(Saved entries)

· · · ·

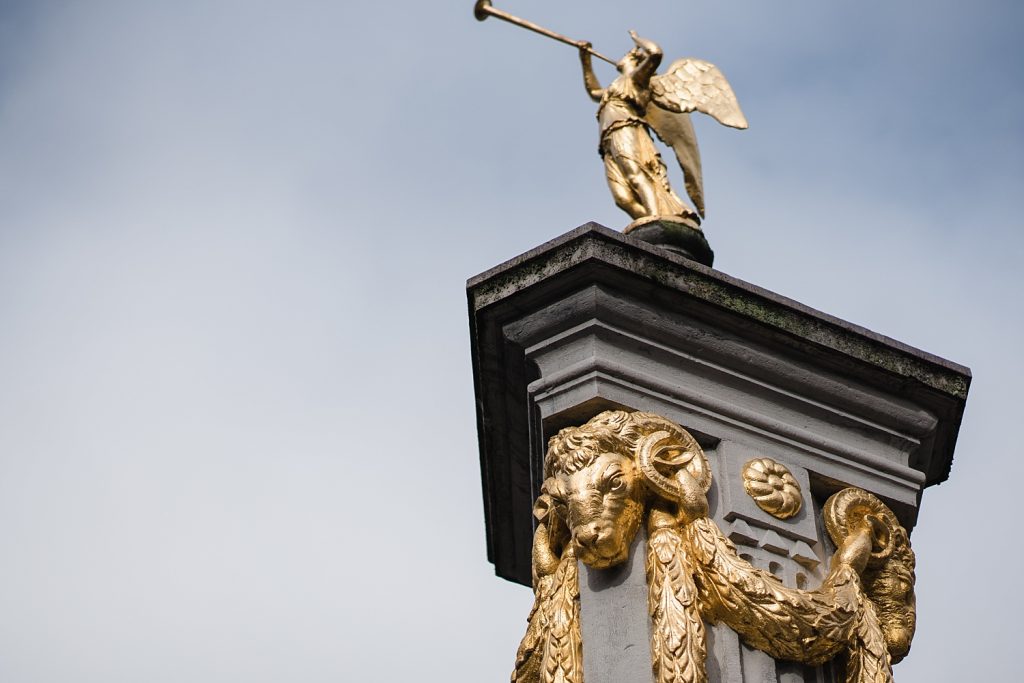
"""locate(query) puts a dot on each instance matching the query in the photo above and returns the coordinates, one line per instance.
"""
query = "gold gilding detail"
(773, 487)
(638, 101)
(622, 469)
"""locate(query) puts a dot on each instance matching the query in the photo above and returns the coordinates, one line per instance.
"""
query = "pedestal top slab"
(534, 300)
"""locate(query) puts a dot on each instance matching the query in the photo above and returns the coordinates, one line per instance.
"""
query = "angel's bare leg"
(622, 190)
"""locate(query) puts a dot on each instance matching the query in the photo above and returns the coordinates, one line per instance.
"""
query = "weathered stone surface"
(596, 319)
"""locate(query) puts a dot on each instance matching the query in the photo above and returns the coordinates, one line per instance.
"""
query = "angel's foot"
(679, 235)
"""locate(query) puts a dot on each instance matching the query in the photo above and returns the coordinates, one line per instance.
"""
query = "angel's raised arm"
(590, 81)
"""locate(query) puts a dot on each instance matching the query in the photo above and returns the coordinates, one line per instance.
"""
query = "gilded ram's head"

· · · ·

Write out the entries again word for word. Do not include the pictures.

(Response to the task):
"""locate(query) puts a dot on each instance matching the query in the photo above and returns the coordinates, one line per instance.
"""
query = "gold gilding detail"
(773, 487)
(638, 101)
(622, 469)
"""locate(query) puts a dot on each instance matching the query in the photo above and returns the coordinates, one line per instance.
"""
query = "pedestal top slab"
(534, 300)
"""locate(query) puts a dot on each instance matching the query in the photo above and returns the coordinates, one line per instance.
"""
query = "angel's bare leg"
(622, 190)
"""locate(query) puts a dot on each instance matching the query in the photo above and returns the coordinates, one line per instance.
"""
query = "weathered stone surface"
(596, 319)
"""locate(query) puts a dot on each instance matching the query in the photo above and returns the coordinates, one line per instance.
"""
query = "angel's foot"
(679, 235)
"""locate(query) puts a dot on each instance matching the query in the photo above and returns the coordinates, one line per instance.
"""
query = "angel's raised arm"
(590, 81)
"""locate(query) puts a dot on each instance matching the query in the photo above and returns the coordinates, one line per instance.
"""
query = "gilded ram's head"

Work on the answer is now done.